■ **Task description**: From start to end, print the entire listing below exactly.

■ **Records**:
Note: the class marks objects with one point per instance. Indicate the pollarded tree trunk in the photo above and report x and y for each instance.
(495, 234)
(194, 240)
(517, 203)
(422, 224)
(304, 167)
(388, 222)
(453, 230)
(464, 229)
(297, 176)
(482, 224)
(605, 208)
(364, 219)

■ **Answer to this problem**:
Note: the class marks objects with one point per instance. Indicate the pollarded tree trunk in the photo above and report x and y for each instance.
(495, 234)
(194, 240)
(517, 203)
(422, 224)
(304, 167)
(388, 222)
(453, 230)
(464, 229)
(297, 176)
(482, 224)
(605, 208)
(364, 219)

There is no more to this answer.